(Collected data entries)
════
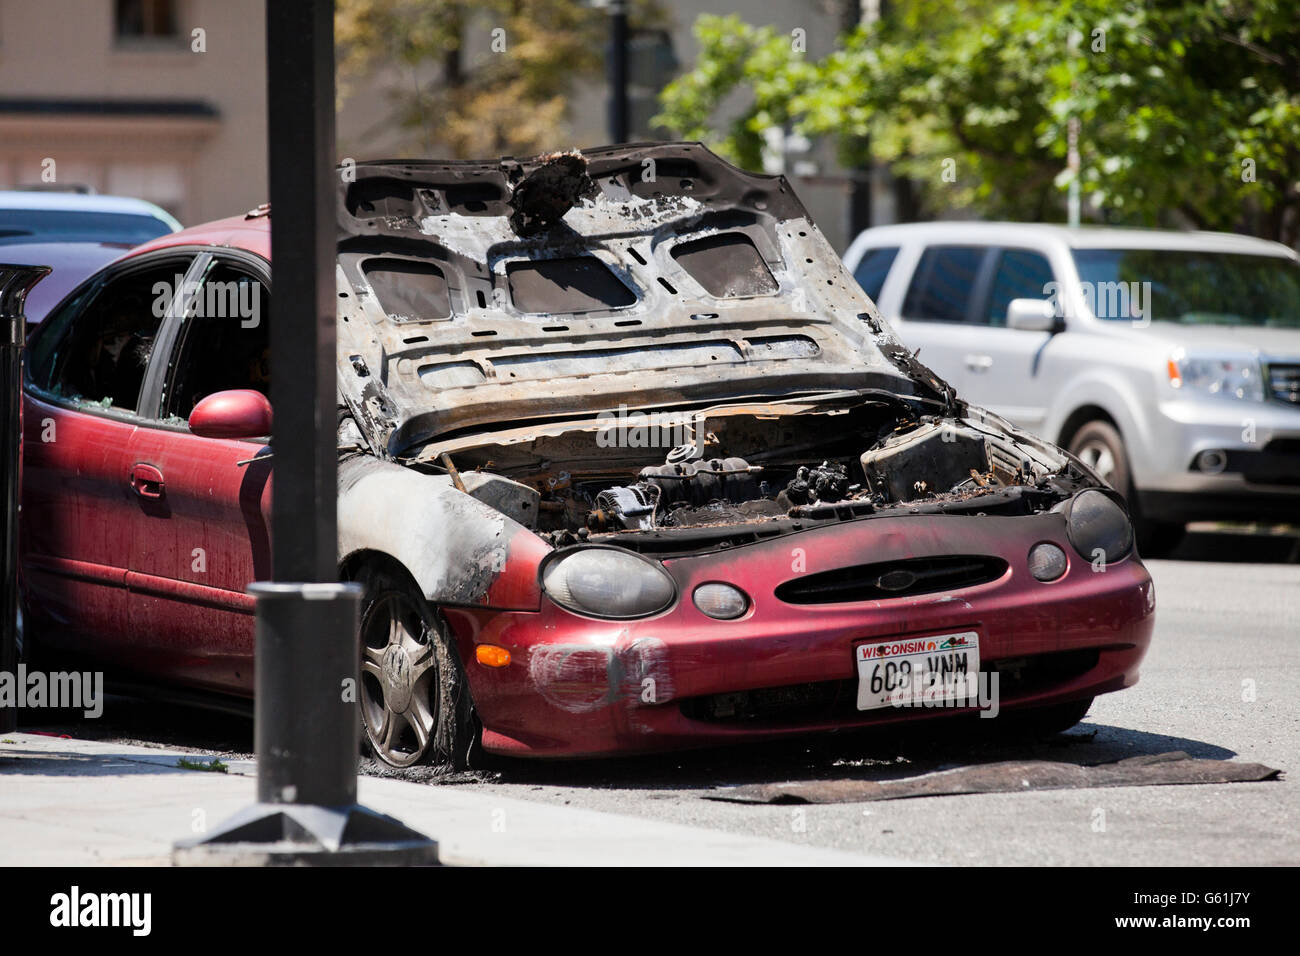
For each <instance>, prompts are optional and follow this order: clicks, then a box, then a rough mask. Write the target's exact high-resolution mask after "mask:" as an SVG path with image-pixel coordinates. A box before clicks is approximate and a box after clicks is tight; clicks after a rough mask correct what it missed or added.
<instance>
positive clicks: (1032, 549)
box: [1030, 541, 1070, 581]
mask: <svg viewBox="0 0 1300 956" xmlns="http://www.w3.org/2000/svg"><path fill="white" fill-rule="evenodd" d="M1067 567H1070V562H1069V561H1067V559H1066V557H1065V551H1062V550H1061V549H1060V548H1057V546H1056V545H1054V544H1052V542H1050V541H1040V542H1039V544H1036V545H1034V548H1031V549H1030V574H1031V575H1034V578H1035V579H1036V580H1040V581H1054V580H1056V579H1057V578H1060V576H1061V575H1063V574H1065V572H1066V568H1067Z"/></svg>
════
Description of the task
All lines from the start of the entries above through the line containing "positive clicks: (1032, 549)" are to be given again exactly; the pictures are not.

The completed task
For each <instance>, prompts are optional and follow this order: clicks, then a box, then a rough mask. Write the target's exact high-resolution mask after "mask:" as an SVG path with image-pixel coordinates. A box before clicks is approximate and a box after clicks is tight; clicks after a rough mask correct what it missed or added.
<instance>
positive clicks: (1032, 549)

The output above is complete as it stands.